Exercise directions: From the items below, pull out every line that contains the word "blue" and copy each one in full.

**** Excerpted records

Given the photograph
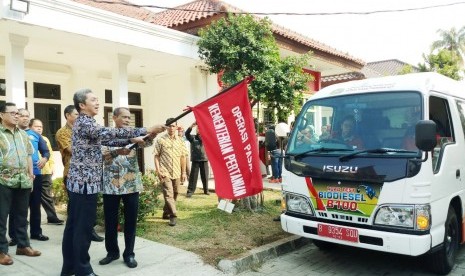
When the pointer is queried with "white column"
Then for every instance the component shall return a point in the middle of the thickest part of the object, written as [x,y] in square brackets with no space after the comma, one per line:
[14,62]
[120,81]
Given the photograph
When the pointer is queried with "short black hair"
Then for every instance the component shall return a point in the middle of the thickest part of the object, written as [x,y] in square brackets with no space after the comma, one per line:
[80,97]
[169,121]
[3,106]
[69,109]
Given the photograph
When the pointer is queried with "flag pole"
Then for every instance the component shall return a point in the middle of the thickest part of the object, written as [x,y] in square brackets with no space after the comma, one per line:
[248,79]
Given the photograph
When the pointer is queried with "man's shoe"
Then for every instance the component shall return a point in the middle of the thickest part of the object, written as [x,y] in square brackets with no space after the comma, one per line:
[96,237]
[56,221]
[67,273]
[40,237]
[27,251]
[131,262]
[5,259]
[108,259]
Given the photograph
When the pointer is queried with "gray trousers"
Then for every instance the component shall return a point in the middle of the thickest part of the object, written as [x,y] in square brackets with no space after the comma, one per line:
[19,200]
[46,197]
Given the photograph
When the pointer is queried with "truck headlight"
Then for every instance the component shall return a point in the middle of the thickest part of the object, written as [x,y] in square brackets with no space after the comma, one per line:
[416,217]
[298,204]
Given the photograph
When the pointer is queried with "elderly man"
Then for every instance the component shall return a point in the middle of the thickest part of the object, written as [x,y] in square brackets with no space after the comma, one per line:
[170,163]
[84,180]
[122,181]
[40,146]
[16,175]
[63,138]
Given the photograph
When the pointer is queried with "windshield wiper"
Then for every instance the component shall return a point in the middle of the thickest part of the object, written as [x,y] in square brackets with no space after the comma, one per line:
[322,149]
[378,150]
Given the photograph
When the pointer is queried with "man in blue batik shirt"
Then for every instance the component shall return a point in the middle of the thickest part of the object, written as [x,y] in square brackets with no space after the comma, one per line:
[85,178]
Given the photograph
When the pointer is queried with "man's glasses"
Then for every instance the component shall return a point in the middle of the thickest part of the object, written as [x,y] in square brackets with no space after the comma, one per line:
[12,113]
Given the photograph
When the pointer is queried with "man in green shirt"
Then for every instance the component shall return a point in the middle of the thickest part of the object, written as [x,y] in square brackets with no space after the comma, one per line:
[16,177]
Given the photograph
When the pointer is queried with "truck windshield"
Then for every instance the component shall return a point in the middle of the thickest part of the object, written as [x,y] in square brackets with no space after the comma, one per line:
[358,122]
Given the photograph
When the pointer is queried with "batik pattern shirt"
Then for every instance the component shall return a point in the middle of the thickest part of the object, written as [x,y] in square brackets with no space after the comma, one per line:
[121,174]
[85,169]
[170,150]
[15,150]
[63,138]
[48,168]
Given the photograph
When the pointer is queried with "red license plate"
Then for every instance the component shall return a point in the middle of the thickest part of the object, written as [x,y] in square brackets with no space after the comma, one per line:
[337,232]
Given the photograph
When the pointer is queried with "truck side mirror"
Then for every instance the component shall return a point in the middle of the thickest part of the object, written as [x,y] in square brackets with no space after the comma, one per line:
[425,135]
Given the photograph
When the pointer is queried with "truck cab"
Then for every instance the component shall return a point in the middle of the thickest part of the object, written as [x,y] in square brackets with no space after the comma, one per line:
[383,168]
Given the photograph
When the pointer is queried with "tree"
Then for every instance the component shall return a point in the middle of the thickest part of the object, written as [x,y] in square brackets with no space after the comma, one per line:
[445,62]
[240,46]
[451,40]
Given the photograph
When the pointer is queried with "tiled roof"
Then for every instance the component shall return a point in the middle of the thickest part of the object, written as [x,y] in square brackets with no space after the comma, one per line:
[203,9]
[343,77]
[172,18]
[191,12]
[382,68]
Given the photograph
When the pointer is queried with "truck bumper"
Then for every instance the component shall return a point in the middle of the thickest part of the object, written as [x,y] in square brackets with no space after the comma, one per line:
[413,245]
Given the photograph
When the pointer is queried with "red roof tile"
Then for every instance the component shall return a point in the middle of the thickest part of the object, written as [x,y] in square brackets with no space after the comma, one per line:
[202,9]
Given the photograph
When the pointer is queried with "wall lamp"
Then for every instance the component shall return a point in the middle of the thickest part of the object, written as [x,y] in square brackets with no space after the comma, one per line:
[20,6]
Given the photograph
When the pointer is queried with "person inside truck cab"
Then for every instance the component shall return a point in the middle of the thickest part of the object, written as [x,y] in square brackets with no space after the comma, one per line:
[307,136]
[347,133]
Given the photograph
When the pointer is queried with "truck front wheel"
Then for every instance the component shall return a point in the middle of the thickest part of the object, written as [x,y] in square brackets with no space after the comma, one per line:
[443,260]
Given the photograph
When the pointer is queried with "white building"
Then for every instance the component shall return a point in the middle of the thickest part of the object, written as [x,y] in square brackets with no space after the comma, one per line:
[49,49]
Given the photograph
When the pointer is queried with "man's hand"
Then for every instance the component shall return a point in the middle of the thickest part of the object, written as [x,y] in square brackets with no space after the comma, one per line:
[41,163]
[156,129]
[123,151]
[139,139]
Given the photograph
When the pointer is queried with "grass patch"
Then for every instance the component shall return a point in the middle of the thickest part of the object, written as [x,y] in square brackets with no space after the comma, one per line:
[211,233]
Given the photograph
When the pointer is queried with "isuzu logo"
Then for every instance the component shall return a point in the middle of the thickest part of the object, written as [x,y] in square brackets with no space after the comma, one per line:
[340,169]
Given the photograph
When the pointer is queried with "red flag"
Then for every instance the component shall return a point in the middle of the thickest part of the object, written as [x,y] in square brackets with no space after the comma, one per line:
[228,135]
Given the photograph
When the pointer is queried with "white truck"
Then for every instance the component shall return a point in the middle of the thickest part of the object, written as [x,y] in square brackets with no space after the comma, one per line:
[383,170]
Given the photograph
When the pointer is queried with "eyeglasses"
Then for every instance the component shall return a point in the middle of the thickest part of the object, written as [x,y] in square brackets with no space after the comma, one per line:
[12,113]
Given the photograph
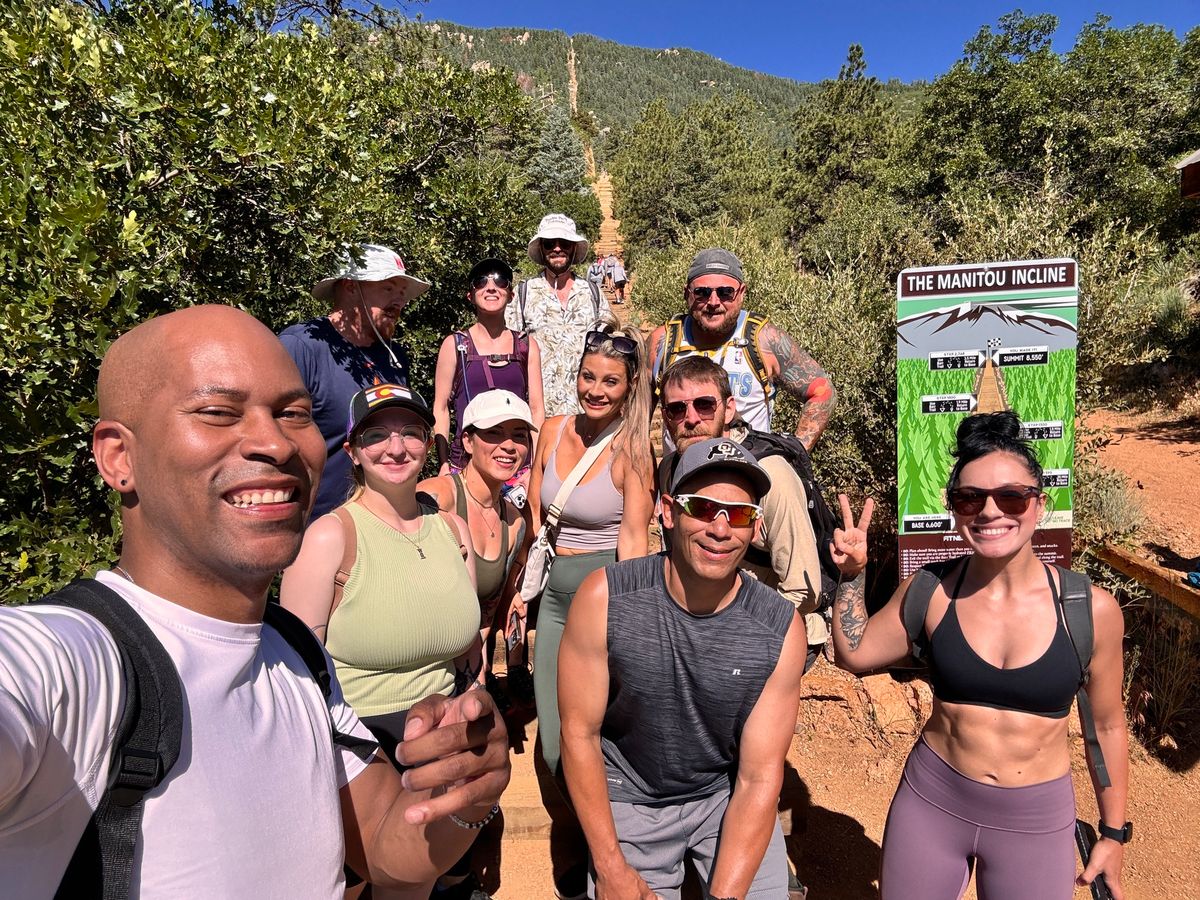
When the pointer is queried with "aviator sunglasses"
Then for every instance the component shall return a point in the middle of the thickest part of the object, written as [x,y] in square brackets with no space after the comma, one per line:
[725,292]
[597,340]
[480,281]
[1011,499]
[705,407]
[707,509]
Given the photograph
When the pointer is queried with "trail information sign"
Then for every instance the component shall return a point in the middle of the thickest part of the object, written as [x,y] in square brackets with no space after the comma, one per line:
[981,339]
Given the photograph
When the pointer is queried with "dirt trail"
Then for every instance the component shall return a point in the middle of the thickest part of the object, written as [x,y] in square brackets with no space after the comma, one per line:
[844,765]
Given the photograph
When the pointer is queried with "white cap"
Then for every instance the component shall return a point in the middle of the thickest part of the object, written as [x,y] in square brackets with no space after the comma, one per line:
[562,227]
[378,263]
[495,407]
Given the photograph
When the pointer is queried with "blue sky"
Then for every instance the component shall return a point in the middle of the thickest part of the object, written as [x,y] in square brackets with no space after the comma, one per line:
[805,41]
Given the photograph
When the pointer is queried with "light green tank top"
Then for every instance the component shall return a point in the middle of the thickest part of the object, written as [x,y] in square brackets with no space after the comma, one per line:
[402,619]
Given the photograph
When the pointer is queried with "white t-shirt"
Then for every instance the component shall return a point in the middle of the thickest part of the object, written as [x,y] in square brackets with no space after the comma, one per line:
[250,809]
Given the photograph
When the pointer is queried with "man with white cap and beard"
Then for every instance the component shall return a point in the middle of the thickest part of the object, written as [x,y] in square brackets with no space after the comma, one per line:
[557,309]
[351,348]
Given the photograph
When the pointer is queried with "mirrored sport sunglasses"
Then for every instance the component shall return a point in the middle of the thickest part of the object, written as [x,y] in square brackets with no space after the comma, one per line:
[597,340]
[705,407]
[480,281]
[413,436]
[706,509]
[1011,499]
[725,292]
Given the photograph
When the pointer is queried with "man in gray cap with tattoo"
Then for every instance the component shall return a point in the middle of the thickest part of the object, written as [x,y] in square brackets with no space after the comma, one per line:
[759,357]
[682,756]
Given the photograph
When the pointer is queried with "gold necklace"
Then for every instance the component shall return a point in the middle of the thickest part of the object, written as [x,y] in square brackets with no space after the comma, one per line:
[491,532]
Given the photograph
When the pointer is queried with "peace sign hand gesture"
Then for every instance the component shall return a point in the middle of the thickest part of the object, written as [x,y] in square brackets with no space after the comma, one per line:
[849,547]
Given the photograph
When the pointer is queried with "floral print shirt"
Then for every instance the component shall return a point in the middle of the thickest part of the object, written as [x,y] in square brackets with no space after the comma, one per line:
[559,331]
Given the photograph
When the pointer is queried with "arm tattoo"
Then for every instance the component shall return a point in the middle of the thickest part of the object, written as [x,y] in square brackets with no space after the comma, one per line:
[802,377]
[851,607]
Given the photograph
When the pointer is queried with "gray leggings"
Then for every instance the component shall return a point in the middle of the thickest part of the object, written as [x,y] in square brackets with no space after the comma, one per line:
[1019,839]
[565,576]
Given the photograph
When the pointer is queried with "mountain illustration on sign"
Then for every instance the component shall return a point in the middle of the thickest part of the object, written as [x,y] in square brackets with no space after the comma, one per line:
[964,327]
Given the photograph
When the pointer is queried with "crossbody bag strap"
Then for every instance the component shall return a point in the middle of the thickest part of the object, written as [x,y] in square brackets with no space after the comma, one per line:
[579,472]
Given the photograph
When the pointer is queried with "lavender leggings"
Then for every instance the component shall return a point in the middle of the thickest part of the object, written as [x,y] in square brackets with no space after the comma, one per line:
[1019,839]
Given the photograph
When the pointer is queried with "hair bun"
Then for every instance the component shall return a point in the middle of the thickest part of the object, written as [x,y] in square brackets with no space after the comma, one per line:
[1001,426]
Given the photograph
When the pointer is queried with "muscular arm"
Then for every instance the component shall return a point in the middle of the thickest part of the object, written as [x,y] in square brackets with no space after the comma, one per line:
[307,586]
[1108,711]
[801,376]
[750,819]
[582,665]
[443,382]
[637,489]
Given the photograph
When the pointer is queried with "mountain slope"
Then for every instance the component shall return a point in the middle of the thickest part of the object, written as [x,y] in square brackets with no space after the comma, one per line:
[617,81]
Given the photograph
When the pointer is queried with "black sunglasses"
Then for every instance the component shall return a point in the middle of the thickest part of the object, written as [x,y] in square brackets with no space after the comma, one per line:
[706,407]
[1011,499]
[725,292]
[597,340]
[480,281]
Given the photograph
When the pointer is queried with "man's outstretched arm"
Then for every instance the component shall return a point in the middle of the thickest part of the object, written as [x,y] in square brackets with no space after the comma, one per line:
[801,376]
[582,666]
[750,819]
[397,827]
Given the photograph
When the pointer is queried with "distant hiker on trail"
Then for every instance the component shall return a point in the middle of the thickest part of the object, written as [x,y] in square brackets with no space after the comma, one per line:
[351,348]
[671,754]
[615,276]
[759,357]
[246,771]
[1011,643]
[484,357]
[595,271]
[557,309]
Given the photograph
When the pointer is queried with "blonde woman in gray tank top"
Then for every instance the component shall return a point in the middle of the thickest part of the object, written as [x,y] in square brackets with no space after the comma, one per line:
[605,519]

********

Solution below:
When the pointer is queried with "man in blue batik shirt"
When the pointer is queried with "blue sky"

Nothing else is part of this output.